Your objective: Reproduce the lines of the records below, from the line containing "Note to the class: indicate the bicycle in" through the line containing "Target: tree", including both of those lines. Omit the pictures from your copy.

Data section:
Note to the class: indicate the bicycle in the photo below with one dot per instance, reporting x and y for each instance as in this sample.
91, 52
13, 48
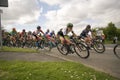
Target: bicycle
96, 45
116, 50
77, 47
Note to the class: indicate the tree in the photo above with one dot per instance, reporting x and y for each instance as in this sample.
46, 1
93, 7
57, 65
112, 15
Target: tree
* * *
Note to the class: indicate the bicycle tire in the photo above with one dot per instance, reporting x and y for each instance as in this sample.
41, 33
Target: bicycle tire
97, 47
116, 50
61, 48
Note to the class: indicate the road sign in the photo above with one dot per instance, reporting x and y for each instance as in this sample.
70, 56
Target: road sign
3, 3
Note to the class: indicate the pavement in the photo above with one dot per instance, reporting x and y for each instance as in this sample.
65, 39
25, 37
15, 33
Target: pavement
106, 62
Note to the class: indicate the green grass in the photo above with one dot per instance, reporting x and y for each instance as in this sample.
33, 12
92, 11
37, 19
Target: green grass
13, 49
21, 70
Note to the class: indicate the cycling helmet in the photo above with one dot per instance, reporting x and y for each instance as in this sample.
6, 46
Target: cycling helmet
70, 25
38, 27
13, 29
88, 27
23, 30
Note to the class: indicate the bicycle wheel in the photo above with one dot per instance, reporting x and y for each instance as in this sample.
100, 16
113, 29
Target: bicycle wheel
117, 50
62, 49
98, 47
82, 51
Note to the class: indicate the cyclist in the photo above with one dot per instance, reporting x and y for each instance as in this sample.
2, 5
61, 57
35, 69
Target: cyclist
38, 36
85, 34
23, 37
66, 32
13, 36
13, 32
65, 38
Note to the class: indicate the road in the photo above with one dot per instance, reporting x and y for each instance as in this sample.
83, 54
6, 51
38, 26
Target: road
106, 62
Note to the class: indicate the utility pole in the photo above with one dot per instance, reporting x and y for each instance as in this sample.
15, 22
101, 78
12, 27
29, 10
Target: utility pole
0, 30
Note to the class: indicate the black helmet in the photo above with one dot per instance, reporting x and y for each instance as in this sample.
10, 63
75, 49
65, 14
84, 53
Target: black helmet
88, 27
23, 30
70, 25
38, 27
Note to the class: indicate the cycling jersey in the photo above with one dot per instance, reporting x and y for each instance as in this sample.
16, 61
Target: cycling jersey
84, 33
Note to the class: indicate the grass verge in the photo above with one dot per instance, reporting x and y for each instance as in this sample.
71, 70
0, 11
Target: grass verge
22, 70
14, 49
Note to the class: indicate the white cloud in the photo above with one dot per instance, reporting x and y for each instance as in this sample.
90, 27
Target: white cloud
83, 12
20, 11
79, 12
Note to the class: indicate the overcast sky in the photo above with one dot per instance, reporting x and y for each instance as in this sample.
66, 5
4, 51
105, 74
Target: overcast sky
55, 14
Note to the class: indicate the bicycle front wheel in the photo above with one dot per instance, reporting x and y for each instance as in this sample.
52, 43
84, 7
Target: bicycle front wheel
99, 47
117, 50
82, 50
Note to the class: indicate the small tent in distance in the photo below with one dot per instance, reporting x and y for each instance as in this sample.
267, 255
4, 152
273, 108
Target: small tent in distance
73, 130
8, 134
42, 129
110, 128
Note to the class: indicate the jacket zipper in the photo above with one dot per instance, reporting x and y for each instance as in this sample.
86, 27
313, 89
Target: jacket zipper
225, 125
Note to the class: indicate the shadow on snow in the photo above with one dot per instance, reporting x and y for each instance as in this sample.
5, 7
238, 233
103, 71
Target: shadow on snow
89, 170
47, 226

The reply:
Note to the class: indicate the bicycle in the photo below with one dot per instance, reporting x and y for each instance as in this sample.
91, 52
13, 48
Target: bicycle
96, 45
116, 50
77, 47
Note to the class: indicate the tree in the photo above with one dot per instance, reporting x and y for each instance as in this sample.
46, 1
93, 7
57, 65
112, 15
Target: tree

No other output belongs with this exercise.